O STF agiu em resposta a uma denúncia ajuizada contra o governo federal pela Apib e por seis partidos de oposição (PT, PDT, PSB, PCdoB, Psol e Rede).
No Senado e na Câmara dos Deputados, a principal medida foi a aprovação, em junho, do projeto de lei da deputada federal Professora Rosa Neide (PT-MT) que estabelecia uma série de medidas a serem tomadas pelo governo federal a favor dos indígenas durante a pandemia. Entre elas, estavam o pagamento de auxílio emergencial, o acesso universal a água potável, a distribuição de cestas básicas e produtos de higiene e limpeza, a abertura de leitos hospitalares específicos para essa população, o registro da raça de todos os doentes atendidos pelo SUS e a visita de equipes multiprofissionais de saúde indígena treinadas para atuar especificamente contra a covid-19.
O presidente Jair Bolsonaro sancionou a lei em julho, mas vetou diversos artigos considerados imprescindíveis pelos parlamentares. O vice-presidente Hamilton Mourão argumentou, por exemplo, que o indígena não precisa receber água potável do poder público, pois “se abastece da água dos rios que estão na sua região”. Senadores e deputados avisaram que votarão pela derrubada desses vetos quando eles forem analisados pelo Congresso Nacional.
Por causa dos vetos, o senador Fabiano Contarato (Rede-ES), que preside a Comissão de Meio Ambiente do Senado (CMA), apresentou uma denúncia contra Bolsonaro ao relator especial da Organização das Nações Unidas (ONU) para os direitos dos povos indígenas, José Francisco Cali Tzay. Contarato afirma:
— O que estamos vendo e o que as lideranças indígenas denunciam é uma tentativa de genocídio. Contamos com a pressão internacional para fazer Bolsonaro assumir o socorro estatal vital às populações mais vulneráveis do país.
A situação dos indígenas fica ainda mais delicada quando se considera que, em geral, têm um modo de vida eminentemente comunitário. Eles, por exemplo, compartilham utensílios domésticos e dormem em grandes grupos dentro da mesma maloca, que não costuma ter janelas. Uma vez que a covid-19 chega a uma aldeia, a sua disseminação costuma ser rápida.
Outro ponto é a pobreza. Como existem diversos indígenas na miséria, especialmente os que moram na periferia das cidades e os que ainda não tiveram suas terras regularizadas e vivem de forma precária na beira de estradas, eles acabam tendo pouco ou nenhum acesso ao saneamento básico e à saúde pública. Tornam-se, portanto, vítimas fáceis da pandemia.

.....

CONJUNTO DE TAREFAS:
1. Segundo o texto sobre os indígenas na pandemia, em que mês o presidente Jair Bolsonaro sancionou a lei?
2. Reproduza, do texto sobre os indígenas na pandemia, a parte que começa com as palavras que contêm "O STF agiu em" e termina em "contra a covid-19.".
3. Dê continuidade ao texto sobre os indígenas na pandemia a partir do ponto em que ele termina.

.....

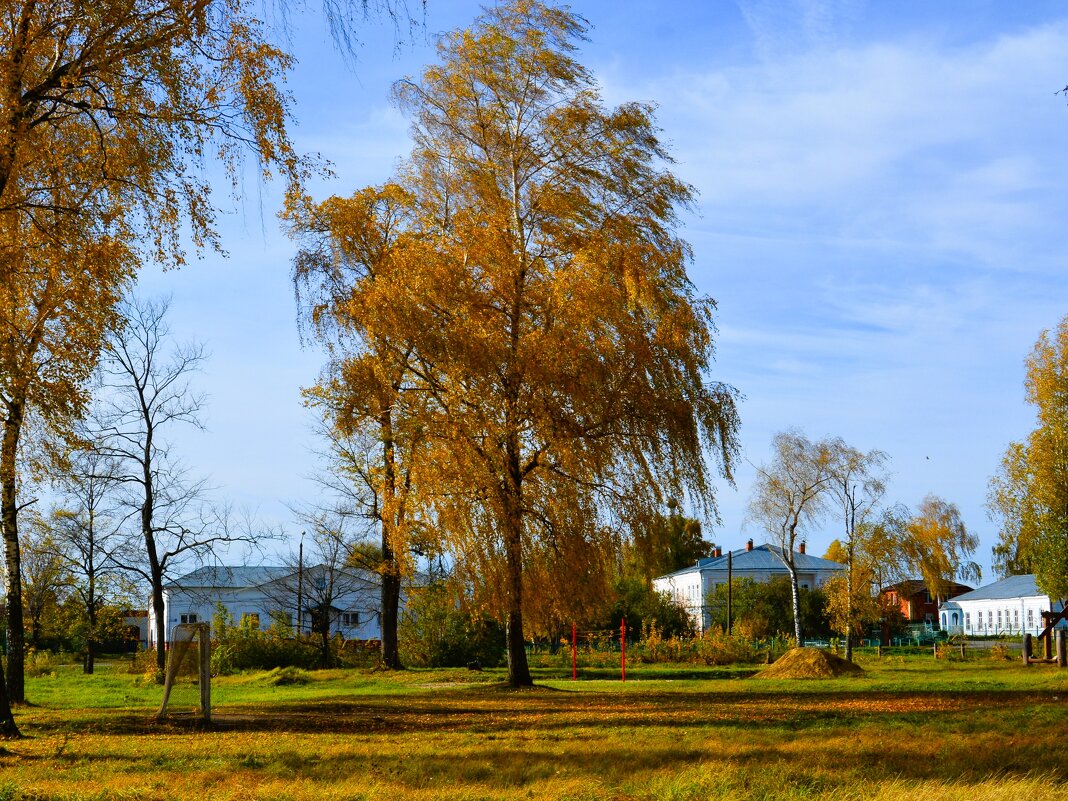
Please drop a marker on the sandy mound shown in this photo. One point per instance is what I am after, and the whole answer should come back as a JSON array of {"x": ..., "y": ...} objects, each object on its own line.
[{"x": 809, "y": 663}]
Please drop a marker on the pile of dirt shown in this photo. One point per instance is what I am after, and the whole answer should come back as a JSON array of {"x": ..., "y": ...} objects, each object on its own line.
[{"x": 809, "y": 663}]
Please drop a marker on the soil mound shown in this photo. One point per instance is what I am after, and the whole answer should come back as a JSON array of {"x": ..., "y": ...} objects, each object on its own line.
[{"x": 809, "y": 663}]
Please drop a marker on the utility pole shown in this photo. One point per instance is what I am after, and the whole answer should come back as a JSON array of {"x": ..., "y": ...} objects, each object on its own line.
[{"x": 300, "y": 586}]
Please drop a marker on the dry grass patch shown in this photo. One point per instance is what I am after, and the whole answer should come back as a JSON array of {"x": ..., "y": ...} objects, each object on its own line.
[
  {"x": 590, "y": 741},
  {"x": 810, "y": 663}
]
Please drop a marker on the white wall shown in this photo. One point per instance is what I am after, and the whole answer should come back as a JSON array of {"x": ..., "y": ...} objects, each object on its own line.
[
  {"x": 1000, "y": 616},
  {"x": 203, "y": 603}
]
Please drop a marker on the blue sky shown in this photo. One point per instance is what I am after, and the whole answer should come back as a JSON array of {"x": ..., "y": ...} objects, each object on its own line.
[{"x": 882, "y": 199}]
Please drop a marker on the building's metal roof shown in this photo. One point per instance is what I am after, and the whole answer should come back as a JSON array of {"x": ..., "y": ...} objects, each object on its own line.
[
  {"x": 1014, "y": 586},
  {"x": 230, "y": 577},
  {"x": 762, "y": 558}
]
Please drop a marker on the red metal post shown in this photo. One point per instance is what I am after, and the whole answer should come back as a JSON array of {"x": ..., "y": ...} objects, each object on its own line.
[{"x": 575, "y": 654}]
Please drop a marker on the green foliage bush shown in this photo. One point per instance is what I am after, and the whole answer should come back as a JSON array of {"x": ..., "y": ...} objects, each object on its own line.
[
  {"x": 435, "y": 632},
  {"x": 715, "y": 647},
  {"x": 640, "y": 606},
  {"x": 764, "y": 609},
  {"x": 246, "y": 646},
  {"x": 287, "y": 677}
]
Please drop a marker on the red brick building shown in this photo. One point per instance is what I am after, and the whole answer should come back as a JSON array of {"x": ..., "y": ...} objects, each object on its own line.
[{"x": 915, "y": 602}]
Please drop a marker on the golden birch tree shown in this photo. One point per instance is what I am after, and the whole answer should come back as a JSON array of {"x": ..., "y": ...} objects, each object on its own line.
[
  {"x": 1029, "y": 496},
  {"x": 540, "y": 300},
  {"x": 350, "y": 276},
  {"x": 59, "y": 285},
  {"x": 937, "y": 545}
]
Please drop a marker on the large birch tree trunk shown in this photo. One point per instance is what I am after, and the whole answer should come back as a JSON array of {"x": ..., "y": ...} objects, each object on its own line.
[{"x": 13, "y": 563}]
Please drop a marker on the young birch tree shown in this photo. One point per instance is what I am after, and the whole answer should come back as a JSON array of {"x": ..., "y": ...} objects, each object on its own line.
[
  {"x": 857, "y": 486},
  {"x": 790, "y": 493},
  {"x": 145, "y": 393},
  {"x": 937, "y": 546},
  {"x": 556, "y": 340},
  {"x": 1029, "y": 496},
  {"x": 88, "y": 532}
]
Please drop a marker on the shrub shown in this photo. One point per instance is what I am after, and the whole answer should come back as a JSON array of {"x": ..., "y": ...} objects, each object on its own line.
[
  {"x": 287, "y": 677},
  {"x": 1000, "y": 652},
  {"x": 435, "y": 632}
]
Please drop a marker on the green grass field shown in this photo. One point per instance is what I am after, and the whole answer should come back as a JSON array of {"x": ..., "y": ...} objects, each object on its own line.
[{"x": 909, "y": 728}]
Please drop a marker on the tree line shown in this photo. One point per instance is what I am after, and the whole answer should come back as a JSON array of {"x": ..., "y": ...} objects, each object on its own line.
[{"x": 520, "y": 371}]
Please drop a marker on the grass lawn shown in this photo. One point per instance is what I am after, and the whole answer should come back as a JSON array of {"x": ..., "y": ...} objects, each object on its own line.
[{"x": 908, "y": 728}]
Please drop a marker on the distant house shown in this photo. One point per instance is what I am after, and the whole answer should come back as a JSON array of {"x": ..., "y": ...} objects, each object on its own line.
[
  {"x": 347, "y": 600},
  {"x": 1012, "y": 606},
  {"x": 914, "y": 601},
  {"x": 136, "y": 624},
  {"x": 691, "y": 585}
]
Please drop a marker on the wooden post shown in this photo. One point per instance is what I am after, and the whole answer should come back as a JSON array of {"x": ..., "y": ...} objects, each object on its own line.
[
  {"x": 575, "y": 654},
  {"x": 729, "y": 594},
  {"x": 205, "y": 671}
]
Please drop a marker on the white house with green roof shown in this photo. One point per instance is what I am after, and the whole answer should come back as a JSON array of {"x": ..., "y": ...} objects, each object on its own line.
[
  {"x": 263, "y": 594},
  {"x": 689, "y": 586},
  {"x": 1012, "y": 606}
]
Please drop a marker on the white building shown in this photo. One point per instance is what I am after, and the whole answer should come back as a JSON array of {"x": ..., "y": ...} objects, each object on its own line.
[
  {"x": 1012, "y": 606},
  {"x": 690, "y": 586},
  {"x": 348, "y": 598}
]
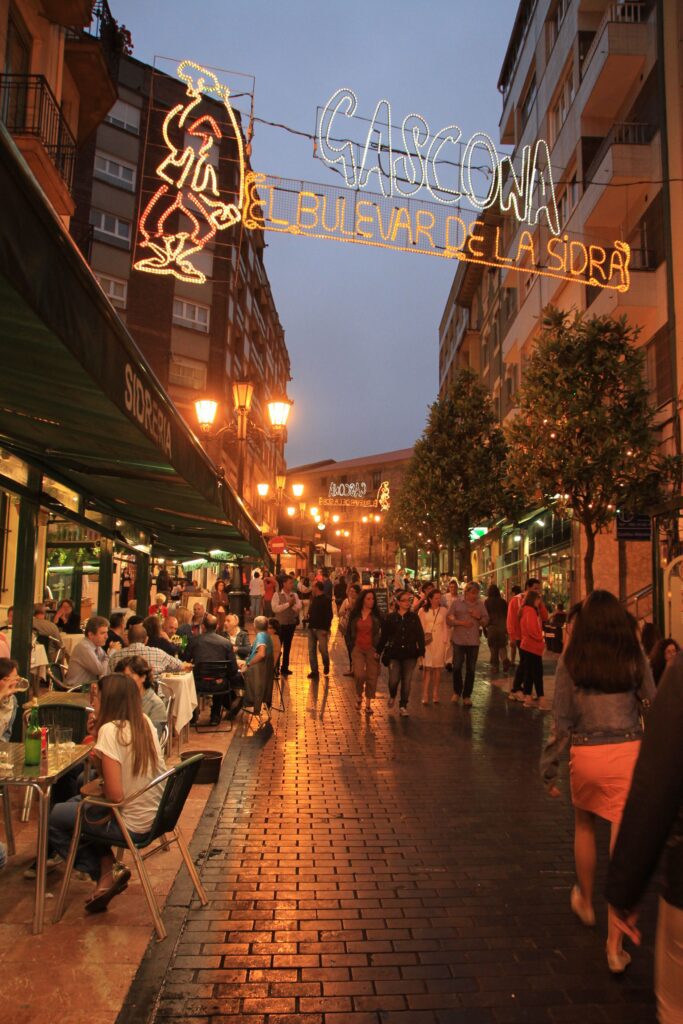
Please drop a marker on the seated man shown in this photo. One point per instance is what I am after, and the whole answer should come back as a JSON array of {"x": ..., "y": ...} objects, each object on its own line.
[
  {"x": 89, "y": 660},
  {"x": 158, "y": 659},
  {"x": 207, "y": 648}
]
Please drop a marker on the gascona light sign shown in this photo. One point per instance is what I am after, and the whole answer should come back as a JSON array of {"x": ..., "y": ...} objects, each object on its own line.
[{"x": 401, "y": 187}]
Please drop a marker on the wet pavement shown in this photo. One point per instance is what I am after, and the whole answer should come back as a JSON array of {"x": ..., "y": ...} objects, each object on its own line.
[{"x": 387, "y": 870}]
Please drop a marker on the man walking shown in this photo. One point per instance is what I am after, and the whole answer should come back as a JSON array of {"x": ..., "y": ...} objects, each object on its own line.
[
  {"x": 286, "y": 607},
  {"x": 319, "y": 622},
  {"x": 468, "y": 615}
]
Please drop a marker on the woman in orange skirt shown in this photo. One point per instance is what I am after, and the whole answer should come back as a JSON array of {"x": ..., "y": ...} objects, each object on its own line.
[{"x": 602, "y": 679}]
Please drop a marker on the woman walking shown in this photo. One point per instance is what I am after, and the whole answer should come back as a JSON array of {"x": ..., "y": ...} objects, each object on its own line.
[
  {"x": 365, "y": 628},
  {"x": 402, "y": 641},
  {"x": 531, "y": 646},
  {"x": 435, "y": 628},
  {"x": 601, "y": 679}
]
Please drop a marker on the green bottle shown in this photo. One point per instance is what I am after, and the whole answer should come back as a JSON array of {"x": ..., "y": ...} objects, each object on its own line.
[{"x": 32, "y": 740}]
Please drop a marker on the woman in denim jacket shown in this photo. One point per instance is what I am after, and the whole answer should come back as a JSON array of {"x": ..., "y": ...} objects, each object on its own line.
[{"x": 601, "y": 681}]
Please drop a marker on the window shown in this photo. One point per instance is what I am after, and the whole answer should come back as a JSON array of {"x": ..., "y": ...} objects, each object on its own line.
[
  {"x": 116, "y": 171},
  {"x": 125, "y": 116},
  {"x": 114, "y": 228},
  {"x": 186, "y": 373},
  {"x": 190, "y": 314},
  {"x": 115, "y": 289}
]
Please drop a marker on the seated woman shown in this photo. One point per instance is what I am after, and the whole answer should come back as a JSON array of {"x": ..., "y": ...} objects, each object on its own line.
[
  {"x": 67, "y": 619},
  {"x": 153, "y": 706},
  {"x": 238, "y": 637},
  {"x": 259, "y": 669},
  {"x": 158, "y": 638},
  {"x": 130, "y": 758},
  {"x": 9, "y": 679}
]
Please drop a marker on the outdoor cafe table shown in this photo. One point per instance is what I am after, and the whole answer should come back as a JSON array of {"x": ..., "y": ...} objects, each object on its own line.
[
  {"x": 41, "y": 778},
  {"x": 184, "y": 697}
]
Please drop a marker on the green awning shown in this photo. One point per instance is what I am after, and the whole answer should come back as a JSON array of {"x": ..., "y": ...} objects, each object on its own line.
[{"x": 78, "y": 398}]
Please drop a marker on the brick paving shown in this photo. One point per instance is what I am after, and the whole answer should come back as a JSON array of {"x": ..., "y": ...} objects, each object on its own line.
[{"x": 389, "y": 870}]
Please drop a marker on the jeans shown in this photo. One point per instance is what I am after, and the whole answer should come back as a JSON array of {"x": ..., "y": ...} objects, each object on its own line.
[
  {"x": 366, "y": 670},
  {"x": 401, "y": 672},
  {"x": 92, "y": 847},
  {"x": 464, "y": 654},
  {"x": 318, "y": 638},
  {"x": 532, "y": 673},
  {"x": 286, "y": 637}
]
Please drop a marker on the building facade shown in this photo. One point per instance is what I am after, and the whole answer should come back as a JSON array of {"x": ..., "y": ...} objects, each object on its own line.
[
  {"x": 199, "y": 336},
  {"x": 601, "y": 82},
  {"x": 338, "y": 519}
]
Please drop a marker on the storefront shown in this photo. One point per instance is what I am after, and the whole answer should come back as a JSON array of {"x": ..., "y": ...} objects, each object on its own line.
[{"x": 94, "y": 459}]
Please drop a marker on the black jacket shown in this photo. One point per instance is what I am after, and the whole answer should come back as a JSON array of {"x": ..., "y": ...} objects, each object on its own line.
[
  {"x": 652, "y": 818},
  {"x": 402, "y": 637},
  {"x": 319, "y": 613}
]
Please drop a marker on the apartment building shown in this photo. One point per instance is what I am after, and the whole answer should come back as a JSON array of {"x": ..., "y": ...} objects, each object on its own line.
[
  {"x": 597, "y": 81},
  {"x": 199, "y": 337}
]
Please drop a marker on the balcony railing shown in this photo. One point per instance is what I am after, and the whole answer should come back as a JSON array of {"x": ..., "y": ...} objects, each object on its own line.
[
  {"x": 631, "y": 12},
  {"x": 622, "y": 133},
  {"x": 28, "y": 108}
]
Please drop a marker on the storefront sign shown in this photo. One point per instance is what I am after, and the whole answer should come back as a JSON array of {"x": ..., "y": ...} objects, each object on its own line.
[{"x": 142, "y": 407}]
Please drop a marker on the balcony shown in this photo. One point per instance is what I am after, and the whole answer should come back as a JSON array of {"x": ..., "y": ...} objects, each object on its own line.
[
  {"x": 32, "y": 115},
  {"x": 644, "y": 304},
  {"x": 615, "y": 58},
  {"x": 621, "y": 173},
  {"x": 92, "y": 57}
]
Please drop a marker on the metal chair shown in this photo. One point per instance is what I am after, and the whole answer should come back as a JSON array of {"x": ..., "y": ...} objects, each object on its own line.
[{"x": 177, "y": 782}]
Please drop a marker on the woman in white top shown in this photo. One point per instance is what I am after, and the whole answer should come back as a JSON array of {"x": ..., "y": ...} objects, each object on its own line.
[
  {"x": 129, "y": 756},
  {"x": 434, "y": 624}
]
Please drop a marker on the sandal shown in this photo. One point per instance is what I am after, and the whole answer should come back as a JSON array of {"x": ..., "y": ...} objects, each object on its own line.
[{"x": 100, "y": 900}]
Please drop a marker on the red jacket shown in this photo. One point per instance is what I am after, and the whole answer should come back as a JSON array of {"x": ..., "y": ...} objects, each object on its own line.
[{"x": 531, "y": 631}]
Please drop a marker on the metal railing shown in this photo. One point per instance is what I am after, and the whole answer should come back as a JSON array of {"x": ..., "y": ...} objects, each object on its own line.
[
  {"x": 29, "y": 108},
  {"x": 632, "y": 12},
  {"x": 622, "y": 133}
]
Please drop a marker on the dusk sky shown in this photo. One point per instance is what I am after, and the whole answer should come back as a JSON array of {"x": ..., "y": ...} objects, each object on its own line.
[{"x": 361, "y": 324}]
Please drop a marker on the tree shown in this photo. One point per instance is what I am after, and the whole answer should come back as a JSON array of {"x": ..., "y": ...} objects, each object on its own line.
[
  {"x": 583, "y": 439},
  {"x": 457, "y": 476}
]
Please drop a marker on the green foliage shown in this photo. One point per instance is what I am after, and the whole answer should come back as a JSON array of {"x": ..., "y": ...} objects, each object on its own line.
[
  {"x": 457, "y": 476},
  {"x": 584, "y": 429}
]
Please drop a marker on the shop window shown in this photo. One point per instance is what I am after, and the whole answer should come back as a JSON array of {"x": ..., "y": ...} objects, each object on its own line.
[
  {"x": 116, "y": 172},
  {"x": 110, "y": 228},
  {"x": 190, "y": 314},
  {"x": 115, "y": 289},
  {"x": 125, "y": 116}
]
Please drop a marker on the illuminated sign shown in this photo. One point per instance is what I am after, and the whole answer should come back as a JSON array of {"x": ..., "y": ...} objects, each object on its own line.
[
  {"x": 433, "y": 229},
  {"x": 354, "y": 496},
  {"x": 191, "y": 205},
  {"x": 452, "y": 171}
]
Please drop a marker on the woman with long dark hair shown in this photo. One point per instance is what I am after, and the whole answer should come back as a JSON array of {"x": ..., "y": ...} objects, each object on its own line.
[
  {"x": 601, "y": 679},
  {"x": 365, "y": 628},
  {"x": 130, "y": 758}
]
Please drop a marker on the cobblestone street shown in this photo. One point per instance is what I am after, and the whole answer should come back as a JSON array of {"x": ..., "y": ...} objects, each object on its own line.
[{"x": 387, "y": 869}]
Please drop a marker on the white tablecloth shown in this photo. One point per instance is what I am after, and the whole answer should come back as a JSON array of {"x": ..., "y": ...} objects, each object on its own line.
[
  {"x": 184, "y": 697},
  {"x": 70, "y": 640}
]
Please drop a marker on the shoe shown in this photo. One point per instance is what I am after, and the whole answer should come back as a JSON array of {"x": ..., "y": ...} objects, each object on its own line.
[
  {"x": 50, "y": 864},
  {"x": 99, "y": 902},
  {"x": 585, "y": 914},
  {"x": 617, "y": 963}
]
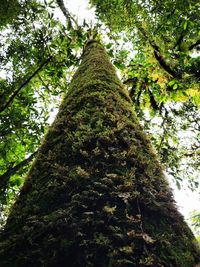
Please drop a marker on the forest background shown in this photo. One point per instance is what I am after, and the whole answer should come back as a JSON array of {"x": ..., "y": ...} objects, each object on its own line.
[{"x": 154, "y": 46}]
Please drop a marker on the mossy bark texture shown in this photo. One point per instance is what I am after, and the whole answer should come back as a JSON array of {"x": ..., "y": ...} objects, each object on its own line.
[{"x": 96, "y": 195}]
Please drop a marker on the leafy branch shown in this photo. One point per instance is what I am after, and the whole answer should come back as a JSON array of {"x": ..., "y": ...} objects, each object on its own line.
[
  {"x": 66, "y": 13},
  {"x": 25, "y": 83},
  {"x": 4, "y": 178}
]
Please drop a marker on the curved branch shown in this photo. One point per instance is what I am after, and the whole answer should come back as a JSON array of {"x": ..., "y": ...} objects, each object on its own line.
[
  {"x": 66, "y": 12},
  {"x": 4, "y": 178},
  {"x": 24, "y": 83}
]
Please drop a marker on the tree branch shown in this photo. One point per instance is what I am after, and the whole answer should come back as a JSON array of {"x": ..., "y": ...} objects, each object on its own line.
[
  {"x": 24, "y": 83},
  {"x": 158, "y": 56},
  {"x": 4, "y": 178},
  {"x": 66, "y": 12}
]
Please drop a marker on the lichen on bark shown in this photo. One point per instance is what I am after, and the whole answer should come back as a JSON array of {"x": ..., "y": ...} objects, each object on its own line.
[{"x": 96, "y": 194}]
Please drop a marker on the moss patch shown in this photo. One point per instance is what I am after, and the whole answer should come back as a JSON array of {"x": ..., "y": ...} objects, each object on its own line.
[{"x": 96, "y": 194}]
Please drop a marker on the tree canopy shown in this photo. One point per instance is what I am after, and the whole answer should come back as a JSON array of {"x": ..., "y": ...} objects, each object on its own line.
[{"x": 153, "y": 44}]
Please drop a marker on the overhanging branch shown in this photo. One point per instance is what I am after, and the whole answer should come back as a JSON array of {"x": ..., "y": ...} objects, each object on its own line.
[
  {"x": 24, "y": 83},
  {"x": 4, "y": 178}
]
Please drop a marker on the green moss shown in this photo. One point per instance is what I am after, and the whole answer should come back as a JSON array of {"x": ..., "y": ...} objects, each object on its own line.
[{"x": 97, "y": 195}]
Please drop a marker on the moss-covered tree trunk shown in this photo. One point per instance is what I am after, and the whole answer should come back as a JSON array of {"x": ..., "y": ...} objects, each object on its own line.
[{"x": 96, "y": 195}]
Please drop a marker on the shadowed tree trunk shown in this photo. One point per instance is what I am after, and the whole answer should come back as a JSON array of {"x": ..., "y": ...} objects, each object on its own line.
[{"x": 96, "y": 194}]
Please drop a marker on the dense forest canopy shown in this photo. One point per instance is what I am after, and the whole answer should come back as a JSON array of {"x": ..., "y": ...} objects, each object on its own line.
[{"x": 153, "y": 44}]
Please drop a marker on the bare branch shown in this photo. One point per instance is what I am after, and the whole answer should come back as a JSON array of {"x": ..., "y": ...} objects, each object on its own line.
[
  {"x": 66, "y": 12},
  {"x": 4, "y": 178}
]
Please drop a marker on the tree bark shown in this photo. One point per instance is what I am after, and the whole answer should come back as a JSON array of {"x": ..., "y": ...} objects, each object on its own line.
[{"x": 96, "y": 194}]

.....

RESPOSTAS POR TAREFA:
1. Em julho.

2.
O STF agiu em resposta a uma denúncia ajuizada contra o governo federal pela Apib e por seis partidos de oposição (PT, PDT, PSB, PCdoB, Psol e Rede).
No Senado e na Câmara dos Deputados, a principal medida foi a aprovação, em junho, do projeto de lei da deputada federal Professora Rosa Neide (PT-MT) que estabelecia uma série de medidas a serem tomadas pelo governo federal a favor dos indígenas durante a pandemia. Entre elas, estavam o pagamento de auxílio emergencial, o acesso universal a água potável, a distribuição de cestas básicas e produtos de higiene e limpeza, a abertura de leitos hospitalares específicos para essa população, o registro da raça de todos os doentes atendidos pelo SUS e a visita de equipes multiprofissionais de saúde indígena treinadas para atuar especificamente contra a covid-19.

3.
O uso do termo “genocídio” não é exagerado. Considerando que, no Brasil, muitos grupos indígenas são compostos de alguns poucos indivíduos, basta que o novo coronavírus se instale entre eles para que o povo inteiro desapareça para sempre.
Na quinta-feira (6), a comissão do Congresso que fiscaliza a atuação do governo federal no combate à pandemia, presidida pelo senador Confúcio Moura (MDB-RO), questionou em audiência pública representantes da Funai a respeito da situação dos indígenas. Eles disseram que, ao contrário das acusações, o governo federal vem, sim, atuando para proteger as comunidades. Afirmaram, por exemplo, que já foram distribuídas 383 mil cestas básicas e 61 mil kits de higiene e limpeza, além de máquinas de costura para que as comunidades indígenas possam produzir suas próprias máscaras. Disseram também que o governo agora está apoiando a formação de barreiras sanitárias nas entradas dos territórios.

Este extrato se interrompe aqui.